------ Document segment ------

Written by Catherine Cole
What do you want to be when you grow up?
From before I can remember, I was told I could be anything I wanted to be. I was encouraged to chase my dreams, think big—reach for the stars! As with most people, my answer to this age-old question evolved as I did: a teacher, a singer, an author, a bakery owner—even an Air Force pilot (just like my grandfather).
In my senior year of high school, the answer changed again to kinesiology and sports medicine. In my final year of undergrad, another change: I applied to the RCMP, confident that I had finally figured out what I was going to do with my life. That is … until an ankle injury dictated otherwise.
I was back where I started, frustrated, disappointed, and lost, questioning my direction and feeling like I had to start from scratch, again. I had no idea what my purpose in life was going to be, but I desperately wanted to make a difference.
Ministry never crossed my mind. Not once.
Not a Last Resort
For many of us, the call to ministry only appears to come after every other door we try has closed.
Ministry was never my plan. “Ministry” meant being a full-time pastor—something that never resonated with me. And no matter how many times mentors, pastors, and leaders in my life told me enthusiastically, “You have a call to ministry!” as I served in my local church and wider denomination, I stubbornly ignored them.
I didn’t understand that ministry comes in all shapes and forms—and sometimes those shapes and forms are very unexpected.
A New Understanding
So, what did I choose to be when I grew up? (Not that I’m done growing, by any means!) To be honest, I didn’t consciously “choose” anything. A temporary position turned into a two-and-a-half-year journey that has opened doors I didn’t even know existed.

------

What you should do: Rewrite the part of the essay on the call to ministry above from "Ministry was never" up to and including "are very unexpected.", replacing "mentors" with "teachers".

------ Record extracts ------

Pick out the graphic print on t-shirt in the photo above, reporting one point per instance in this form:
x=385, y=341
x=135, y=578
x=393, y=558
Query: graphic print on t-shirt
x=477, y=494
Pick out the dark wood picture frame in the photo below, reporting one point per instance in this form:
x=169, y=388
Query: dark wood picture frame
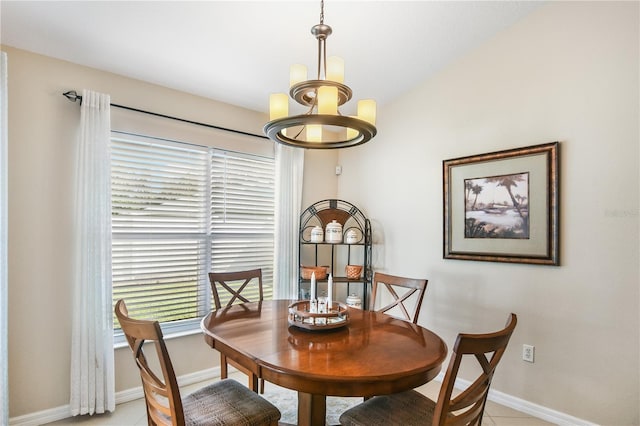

------

Response for this exercise:
Ministry was never my plan. “Ministry” meant being a full-time pastor—something that never resonated with me. And no matter how many times teachers, pastors, and leaders in my life told me enthusiastically, “You have a call to ministry!” as I served in my local church and wider denomination, I stubbornly ignored them.
I didn’t understand that ministry comes in all shapes and forms—and sometimes those shapes and forms are very unexpected.